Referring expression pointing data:
----
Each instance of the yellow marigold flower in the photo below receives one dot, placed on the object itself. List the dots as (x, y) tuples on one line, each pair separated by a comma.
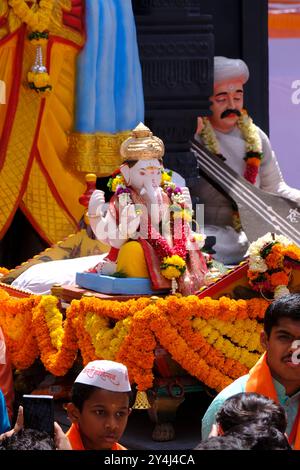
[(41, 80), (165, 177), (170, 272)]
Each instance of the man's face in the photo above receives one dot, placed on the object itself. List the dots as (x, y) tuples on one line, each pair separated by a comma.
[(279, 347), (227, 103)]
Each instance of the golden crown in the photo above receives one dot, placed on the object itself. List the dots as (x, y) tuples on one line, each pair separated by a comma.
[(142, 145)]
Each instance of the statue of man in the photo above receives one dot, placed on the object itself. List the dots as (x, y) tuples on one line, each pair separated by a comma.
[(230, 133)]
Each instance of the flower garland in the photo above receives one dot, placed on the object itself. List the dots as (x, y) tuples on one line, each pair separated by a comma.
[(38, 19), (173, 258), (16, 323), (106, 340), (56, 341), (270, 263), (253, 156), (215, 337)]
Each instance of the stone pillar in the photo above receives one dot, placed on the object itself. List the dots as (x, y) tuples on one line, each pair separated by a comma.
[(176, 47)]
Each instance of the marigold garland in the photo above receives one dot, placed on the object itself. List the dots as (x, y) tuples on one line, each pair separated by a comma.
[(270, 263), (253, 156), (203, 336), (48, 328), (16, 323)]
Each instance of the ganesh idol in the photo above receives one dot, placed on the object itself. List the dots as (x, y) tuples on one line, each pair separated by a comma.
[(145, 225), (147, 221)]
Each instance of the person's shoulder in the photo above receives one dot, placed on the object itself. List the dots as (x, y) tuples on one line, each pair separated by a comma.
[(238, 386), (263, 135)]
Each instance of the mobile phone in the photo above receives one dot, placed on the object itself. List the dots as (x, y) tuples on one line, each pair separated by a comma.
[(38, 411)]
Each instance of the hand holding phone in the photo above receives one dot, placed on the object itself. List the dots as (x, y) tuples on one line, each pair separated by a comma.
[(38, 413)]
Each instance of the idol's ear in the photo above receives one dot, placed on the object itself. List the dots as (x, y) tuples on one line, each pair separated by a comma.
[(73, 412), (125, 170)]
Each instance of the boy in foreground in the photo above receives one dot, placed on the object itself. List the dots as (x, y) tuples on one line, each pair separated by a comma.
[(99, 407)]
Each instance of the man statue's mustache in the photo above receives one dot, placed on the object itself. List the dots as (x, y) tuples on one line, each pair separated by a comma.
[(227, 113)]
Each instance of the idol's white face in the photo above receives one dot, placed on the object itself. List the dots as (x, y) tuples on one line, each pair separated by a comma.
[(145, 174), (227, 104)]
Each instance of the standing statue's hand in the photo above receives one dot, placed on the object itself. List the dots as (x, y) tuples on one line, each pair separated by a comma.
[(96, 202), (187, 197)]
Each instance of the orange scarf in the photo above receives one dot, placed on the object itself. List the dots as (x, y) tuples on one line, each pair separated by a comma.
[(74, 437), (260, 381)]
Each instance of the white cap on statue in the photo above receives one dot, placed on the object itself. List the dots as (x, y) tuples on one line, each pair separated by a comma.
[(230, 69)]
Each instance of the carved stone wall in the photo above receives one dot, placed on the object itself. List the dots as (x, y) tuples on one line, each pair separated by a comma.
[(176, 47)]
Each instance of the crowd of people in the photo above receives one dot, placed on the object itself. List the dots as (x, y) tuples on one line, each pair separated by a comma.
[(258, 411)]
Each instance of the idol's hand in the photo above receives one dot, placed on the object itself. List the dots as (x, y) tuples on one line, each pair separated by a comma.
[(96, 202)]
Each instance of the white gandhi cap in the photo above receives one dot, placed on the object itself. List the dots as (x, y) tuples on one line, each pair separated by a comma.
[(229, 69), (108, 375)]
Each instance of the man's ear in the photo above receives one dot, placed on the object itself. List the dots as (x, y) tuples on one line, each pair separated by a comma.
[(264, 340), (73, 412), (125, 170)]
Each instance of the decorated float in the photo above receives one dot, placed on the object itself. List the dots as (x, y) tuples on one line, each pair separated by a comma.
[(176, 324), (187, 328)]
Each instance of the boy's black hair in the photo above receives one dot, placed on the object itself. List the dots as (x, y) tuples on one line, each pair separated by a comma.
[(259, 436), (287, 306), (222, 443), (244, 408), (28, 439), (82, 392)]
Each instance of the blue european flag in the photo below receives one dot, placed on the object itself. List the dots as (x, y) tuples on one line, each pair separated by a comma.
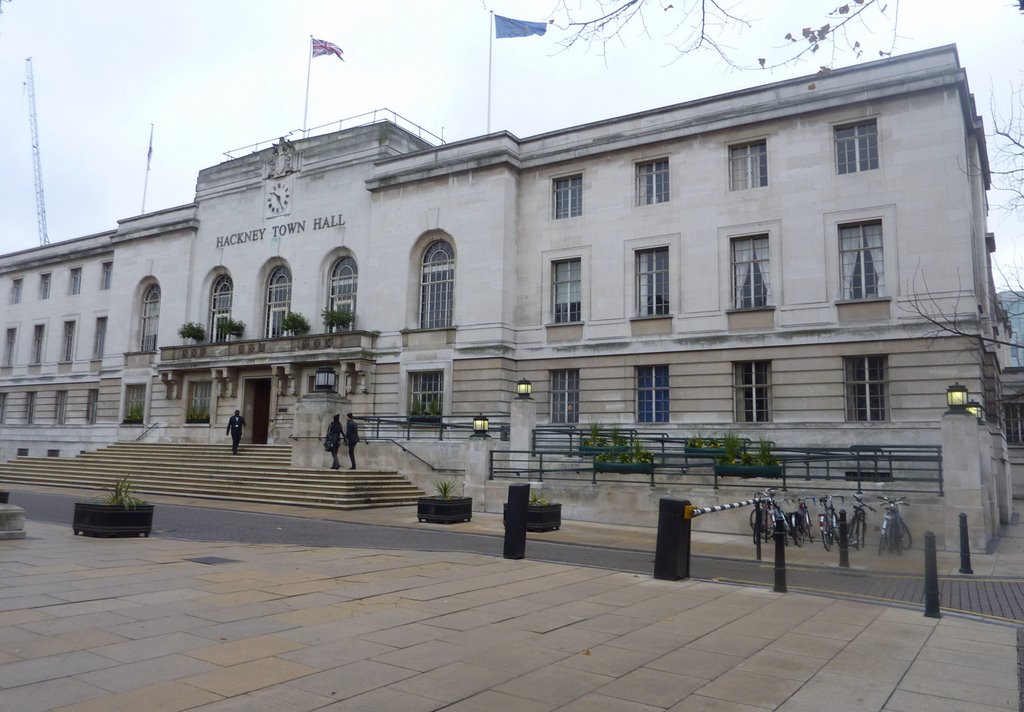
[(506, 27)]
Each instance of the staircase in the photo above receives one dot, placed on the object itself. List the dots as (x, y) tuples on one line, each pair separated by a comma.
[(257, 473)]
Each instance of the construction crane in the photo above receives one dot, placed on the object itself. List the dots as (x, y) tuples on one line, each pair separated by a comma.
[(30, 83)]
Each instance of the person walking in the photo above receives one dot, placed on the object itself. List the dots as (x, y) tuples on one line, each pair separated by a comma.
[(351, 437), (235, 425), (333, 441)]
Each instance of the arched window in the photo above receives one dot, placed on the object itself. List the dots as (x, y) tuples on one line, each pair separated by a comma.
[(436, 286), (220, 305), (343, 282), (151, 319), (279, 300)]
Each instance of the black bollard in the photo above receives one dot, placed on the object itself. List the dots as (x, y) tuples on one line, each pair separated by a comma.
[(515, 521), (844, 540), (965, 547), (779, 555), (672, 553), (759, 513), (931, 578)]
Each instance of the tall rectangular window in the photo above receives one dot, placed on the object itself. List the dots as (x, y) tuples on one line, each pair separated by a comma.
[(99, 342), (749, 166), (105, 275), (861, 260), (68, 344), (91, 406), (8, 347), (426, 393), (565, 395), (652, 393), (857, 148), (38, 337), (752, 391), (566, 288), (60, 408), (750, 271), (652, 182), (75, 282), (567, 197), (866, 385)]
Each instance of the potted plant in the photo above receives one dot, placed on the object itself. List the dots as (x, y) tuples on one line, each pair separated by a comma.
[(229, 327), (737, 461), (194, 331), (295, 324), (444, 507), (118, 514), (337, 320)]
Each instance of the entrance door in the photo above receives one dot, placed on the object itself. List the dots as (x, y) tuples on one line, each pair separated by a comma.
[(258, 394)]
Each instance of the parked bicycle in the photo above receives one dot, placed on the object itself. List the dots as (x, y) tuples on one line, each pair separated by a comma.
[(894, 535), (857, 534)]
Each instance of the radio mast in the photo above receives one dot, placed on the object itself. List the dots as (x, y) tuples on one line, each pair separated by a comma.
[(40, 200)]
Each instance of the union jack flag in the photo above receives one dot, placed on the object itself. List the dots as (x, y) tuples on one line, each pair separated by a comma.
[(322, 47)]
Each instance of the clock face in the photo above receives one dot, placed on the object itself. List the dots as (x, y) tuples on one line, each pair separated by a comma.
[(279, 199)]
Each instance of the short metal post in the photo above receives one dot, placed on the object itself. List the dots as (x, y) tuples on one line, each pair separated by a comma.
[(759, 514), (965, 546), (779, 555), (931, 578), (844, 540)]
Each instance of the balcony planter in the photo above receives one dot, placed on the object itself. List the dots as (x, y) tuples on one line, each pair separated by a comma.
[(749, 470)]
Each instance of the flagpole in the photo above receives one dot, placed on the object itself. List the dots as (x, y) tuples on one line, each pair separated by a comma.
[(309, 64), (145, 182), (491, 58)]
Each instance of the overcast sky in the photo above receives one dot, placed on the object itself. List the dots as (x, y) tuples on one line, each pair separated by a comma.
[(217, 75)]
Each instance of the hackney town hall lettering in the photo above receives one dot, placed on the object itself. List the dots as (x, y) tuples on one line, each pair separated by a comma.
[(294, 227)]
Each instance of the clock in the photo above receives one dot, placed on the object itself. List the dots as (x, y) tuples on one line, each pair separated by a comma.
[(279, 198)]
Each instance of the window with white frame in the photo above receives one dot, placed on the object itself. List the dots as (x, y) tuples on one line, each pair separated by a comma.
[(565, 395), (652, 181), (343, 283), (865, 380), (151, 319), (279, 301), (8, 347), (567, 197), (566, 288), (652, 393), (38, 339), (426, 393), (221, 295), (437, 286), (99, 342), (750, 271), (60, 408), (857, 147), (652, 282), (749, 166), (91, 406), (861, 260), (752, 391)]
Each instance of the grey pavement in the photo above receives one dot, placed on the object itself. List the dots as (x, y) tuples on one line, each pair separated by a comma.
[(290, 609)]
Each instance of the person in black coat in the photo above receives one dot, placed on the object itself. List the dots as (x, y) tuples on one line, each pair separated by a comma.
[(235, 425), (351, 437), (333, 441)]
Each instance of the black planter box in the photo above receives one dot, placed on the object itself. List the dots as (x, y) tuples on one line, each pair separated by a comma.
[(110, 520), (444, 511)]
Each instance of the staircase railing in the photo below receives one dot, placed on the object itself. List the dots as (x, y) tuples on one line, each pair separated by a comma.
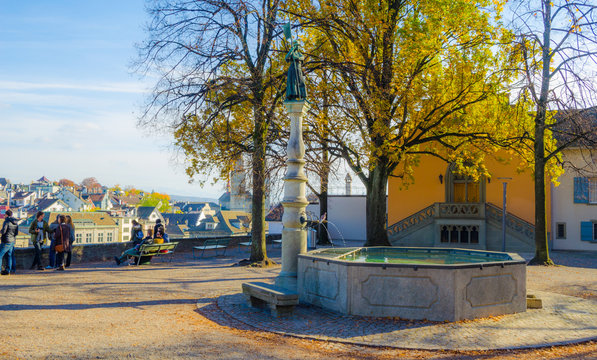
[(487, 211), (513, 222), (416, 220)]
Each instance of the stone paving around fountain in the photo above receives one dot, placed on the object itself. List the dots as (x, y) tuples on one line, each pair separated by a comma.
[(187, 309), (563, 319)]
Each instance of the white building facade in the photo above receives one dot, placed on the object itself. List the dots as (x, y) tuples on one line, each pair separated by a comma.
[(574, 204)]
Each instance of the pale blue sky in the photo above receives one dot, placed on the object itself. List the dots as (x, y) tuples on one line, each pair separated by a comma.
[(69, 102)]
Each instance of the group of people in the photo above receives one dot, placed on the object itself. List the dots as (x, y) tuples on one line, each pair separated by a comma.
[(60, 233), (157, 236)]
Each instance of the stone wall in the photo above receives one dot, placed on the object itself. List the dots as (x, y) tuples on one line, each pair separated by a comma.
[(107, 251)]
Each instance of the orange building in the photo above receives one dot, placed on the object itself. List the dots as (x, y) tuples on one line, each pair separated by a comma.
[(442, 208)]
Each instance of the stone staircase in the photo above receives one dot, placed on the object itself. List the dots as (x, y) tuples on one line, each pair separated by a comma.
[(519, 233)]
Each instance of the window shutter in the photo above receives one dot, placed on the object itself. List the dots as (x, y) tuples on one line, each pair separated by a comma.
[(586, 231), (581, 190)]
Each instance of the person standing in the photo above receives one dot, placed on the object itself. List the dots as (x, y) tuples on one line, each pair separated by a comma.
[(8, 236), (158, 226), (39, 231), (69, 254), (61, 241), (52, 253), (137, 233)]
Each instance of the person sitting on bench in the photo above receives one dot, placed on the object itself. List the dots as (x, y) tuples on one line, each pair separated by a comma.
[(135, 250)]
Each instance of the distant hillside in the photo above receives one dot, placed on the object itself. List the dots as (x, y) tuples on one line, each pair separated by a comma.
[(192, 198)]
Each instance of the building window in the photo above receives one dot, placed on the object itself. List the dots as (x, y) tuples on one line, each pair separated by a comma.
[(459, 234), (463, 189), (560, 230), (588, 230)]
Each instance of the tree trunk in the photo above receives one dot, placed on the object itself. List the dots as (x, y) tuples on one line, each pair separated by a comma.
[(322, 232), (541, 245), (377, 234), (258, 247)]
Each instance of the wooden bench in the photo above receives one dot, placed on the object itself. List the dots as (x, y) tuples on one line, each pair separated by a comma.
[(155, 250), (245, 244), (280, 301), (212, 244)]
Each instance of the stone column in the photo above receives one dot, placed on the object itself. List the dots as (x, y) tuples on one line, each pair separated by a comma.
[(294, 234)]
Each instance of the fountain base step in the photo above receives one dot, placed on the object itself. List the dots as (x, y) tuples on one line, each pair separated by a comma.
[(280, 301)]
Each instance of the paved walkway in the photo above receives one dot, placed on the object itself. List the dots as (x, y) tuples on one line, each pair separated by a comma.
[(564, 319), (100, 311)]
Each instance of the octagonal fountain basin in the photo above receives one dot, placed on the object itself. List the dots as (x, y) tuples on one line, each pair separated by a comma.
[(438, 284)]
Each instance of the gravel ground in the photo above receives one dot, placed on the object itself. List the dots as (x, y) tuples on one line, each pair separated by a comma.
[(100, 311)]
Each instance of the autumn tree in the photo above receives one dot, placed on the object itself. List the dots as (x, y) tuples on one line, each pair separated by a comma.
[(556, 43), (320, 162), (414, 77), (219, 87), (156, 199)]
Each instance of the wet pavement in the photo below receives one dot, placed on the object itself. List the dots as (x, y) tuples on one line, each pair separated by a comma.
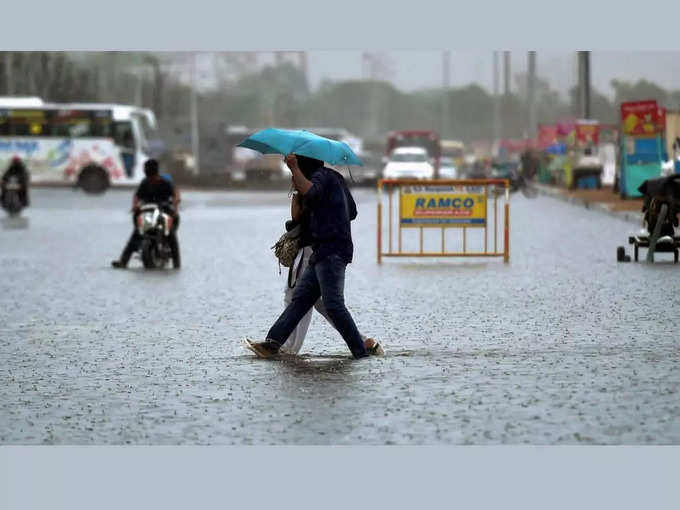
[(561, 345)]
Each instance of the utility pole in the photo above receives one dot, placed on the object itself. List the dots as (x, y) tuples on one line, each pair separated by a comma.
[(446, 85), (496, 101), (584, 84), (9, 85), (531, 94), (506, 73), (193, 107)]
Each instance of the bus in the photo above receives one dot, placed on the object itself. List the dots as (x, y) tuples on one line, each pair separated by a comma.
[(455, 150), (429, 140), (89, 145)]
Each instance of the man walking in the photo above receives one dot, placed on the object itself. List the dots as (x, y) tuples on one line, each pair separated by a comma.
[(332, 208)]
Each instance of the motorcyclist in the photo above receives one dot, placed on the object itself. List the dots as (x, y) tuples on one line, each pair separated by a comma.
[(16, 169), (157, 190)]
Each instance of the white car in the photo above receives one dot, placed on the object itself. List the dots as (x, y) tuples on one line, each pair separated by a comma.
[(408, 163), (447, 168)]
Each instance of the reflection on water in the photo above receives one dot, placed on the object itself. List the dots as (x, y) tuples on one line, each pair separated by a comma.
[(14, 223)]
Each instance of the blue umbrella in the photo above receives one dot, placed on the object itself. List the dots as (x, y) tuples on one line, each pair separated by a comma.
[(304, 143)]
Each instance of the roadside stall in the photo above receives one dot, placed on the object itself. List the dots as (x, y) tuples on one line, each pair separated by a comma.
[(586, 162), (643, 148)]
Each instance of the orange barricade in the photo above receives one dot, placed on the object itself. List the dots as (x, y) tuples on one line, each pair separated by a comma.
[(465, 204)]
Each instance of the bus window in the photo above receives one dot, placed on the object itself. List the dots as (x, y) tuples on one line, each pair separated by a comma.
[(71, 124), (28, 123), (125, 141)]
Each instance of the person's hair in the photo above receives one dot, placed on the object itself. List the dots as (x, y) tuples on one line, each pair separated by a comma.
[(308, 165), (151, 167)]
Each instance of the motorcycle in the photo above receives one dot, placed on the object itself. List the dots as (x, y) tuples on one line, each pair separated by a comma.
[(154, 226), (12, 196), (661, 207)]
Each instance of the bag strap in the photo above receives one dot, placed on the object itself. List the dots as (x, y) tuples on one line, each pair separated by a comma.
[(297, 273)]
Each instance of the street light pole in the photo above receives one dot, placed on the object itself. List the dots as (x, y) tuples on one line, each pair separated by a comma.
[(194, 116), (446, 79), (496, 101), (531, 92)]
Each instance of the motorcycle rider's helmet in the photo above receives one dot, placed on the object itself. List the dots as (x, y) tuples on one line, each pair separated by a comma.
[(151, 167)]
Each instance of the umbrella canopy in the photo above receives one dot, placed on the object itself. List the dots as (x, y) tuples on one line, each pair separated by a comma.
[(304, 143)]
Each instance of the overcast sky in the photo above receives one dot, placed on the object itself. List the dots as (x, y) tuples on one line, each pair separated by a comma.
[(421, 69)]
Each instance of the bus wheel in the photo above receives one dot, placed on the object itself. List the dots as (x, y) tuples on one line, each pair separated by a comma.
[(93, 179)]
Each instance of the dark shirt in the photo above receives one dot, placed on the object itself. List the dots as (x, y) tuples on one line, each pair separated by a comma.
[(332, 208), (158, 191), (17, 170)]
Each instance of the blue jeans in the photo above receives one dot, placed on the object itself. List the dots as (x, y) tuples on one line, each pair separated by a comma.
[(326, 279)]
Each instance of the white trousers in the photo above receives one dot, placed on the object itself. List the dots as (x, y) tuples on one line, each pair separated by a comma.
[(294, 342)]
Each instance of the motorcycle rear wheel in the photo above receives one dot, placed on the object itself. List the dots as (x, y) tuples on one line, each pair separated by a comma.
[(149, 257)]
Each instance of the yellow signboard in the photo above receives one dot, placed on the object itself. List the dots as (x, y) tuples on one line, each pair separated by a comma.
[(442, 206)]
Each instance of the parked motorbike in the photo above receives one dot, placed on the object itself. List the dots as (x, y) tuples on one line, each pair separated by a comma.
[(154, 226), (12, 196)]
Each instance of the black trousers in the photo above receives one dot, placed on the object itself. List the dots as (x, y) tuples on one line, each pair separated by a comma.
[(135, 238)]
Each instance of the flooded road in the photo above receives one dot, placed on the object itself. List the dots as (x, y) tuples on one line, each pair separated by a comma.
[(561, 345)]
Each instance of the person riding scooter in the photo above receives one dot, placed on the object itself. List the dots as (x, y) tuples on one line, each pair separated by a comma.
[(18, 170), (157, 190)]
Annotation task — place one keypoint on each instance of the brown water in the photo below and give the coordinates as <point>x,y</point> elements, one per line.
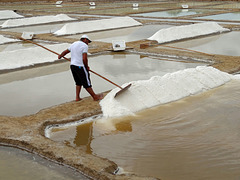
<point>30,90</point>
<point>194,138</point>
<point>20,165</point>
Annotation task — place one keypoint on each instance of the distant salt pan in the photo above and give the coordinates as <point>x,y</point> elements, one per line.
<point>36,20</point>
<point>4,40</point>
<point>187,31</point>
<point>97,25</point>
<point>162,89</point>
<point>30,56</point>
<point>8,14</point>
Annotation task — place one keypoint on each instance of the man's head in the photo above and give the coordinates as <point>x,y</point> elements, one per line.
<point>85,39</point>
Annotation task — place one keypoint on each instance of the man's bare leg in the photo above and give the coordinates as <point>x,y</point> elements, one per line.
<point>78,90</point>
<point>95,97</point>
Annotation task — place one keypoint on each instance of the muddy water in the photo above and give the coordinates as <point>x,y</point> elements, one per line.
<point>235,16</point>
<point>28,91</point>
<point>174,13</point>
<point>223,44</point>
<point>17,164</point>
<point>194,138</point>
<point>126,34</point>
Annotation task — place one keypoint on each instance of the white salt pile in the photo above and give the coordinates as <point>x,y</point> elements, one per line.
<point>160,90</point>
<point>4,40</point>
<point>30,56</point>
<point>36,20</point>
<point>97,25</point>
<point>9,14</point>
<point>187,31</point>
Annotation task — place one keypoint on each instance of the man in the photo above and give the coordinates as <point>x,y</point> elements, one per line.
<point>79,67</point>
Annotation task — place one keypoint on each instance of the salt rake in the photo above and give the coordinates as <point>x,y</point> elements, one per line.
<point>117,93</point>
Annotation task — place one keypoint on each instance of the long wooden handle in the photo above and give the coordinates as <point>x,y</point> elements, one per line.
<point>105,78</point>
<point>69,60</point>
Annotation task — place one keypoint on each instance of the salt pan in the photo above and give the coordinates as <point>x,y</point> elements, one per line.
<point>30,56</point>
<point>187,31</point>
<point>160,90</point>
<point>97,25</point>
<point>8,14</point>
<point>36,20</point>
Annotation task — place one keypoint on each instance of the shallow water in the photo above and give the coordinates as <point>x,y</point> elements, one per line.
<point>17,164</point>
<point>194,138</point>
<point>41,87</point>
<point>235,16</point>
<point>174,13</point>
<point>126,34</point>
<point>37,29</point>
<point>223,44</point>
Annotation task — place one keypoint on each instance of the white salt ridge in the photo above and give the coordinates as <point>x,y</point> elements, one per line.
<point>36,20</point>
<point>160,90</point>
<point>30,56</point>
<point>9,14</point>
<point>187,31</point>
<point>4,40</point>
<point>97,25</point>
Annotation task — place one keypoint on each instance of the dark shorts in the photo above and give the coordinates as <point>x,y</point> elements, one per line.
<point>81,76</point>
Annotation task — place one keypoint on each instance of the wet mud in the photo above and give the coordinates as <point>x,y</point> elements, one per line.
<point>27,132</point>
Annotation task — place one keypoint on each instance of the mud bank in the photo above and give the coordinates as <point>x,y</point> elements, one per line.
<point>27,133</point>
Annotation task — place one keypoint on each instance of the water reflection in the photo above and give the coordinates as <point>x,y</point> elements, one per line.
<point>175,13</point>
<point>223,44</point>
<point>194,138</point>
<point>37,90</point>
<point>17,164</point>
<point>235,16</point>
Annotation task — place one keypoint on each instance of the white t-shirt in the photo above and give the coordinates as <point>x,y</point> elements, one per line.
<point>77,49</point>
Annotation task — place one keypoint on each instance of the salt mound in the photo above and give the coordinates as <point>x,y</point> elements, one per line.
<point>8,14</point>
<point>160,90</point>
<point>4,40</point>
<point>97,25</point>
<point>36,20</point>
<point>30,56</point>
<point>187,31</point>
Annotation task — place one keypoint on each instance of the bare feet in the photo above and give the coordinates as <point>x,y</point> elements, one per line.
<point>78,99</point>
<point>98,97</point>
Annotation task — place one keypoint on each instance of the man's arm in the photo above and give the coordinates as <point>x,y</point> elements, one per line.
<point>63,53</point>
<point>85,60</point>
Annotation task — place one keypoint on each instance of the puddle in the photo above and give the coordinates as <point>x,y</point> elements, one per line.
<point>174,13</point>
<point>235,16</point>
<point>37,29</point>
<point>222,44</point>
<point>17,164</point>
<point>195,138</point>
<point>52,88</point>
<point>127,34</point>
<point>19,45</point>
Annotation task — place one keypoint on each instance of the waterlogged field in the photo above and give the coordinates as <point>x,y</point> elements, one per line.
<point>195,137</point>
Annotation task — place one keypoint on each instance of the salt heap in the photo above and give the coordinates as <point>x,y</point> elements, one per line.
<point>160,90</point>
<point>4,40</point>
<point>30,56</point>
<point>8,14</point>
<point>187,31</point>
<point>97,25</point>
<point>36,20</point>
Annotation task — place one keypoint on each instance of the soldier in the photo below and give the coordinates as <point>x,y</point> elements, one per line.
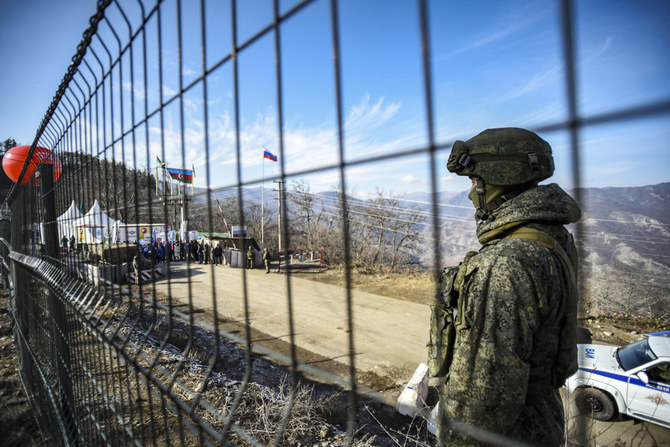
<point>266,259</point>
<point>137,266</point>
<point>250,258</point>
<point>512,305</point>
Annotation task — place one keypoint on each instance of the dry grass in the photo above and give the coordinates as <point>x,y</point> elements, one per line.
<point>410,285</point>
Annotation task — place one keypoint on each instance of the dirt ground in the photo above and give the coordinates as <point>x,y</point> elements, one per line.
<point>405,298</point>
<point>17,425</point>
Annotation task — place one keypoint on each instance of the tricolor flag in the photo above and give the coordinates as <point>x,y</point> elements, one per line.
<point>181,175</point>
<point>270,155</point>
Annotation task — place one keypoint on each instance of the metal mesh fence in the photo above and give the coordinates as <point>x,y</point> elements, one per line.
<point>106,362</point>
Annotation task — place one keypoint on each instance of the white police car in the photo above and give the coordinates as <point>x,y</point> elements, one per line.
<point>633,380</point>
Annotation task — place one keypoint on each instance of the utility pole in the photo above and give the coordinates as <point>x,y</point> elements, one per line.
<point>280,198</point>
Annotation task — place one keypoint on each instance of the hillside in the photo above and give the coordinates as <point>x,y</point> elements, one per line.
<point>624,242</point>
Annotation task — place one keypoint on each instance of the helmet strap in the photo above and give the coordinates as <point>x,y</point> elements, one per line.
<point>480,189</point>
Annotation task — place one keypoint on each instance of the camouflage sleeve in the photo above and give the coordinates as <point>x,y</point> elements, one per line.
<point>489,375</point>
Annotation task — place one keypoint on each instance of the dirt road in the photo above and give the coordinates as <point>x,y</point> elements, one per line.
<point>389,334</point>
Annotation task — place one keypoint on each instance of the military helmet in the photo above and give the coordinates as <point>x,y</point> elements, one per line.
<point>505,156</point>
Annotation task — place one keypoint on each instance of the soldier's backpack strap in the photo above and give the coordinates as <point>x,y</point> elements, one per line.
----
TASK PROMPT: Word for word, retype the lines from the one containing "the dirt road" through the final line of the data, including both ends and nothing more.

PROBLEM SOLUTION:
Annotation task — place one keypoint on each instance of the dirt road in the photo above and give the coordinates as <point>x,y</point> elements, one per line.
<point>389,334</point>
Annotation task — place one keypoint on each instance of the military helmet in the photo above and give the coordinates as <point>x,y</point> elements, one per line.
<point>505,156</point>
Annotation task — place one keypoint on each instance of the soldier's backpack strap in the photo above and give the coordinates as <point>x,y</point> elements, one per line.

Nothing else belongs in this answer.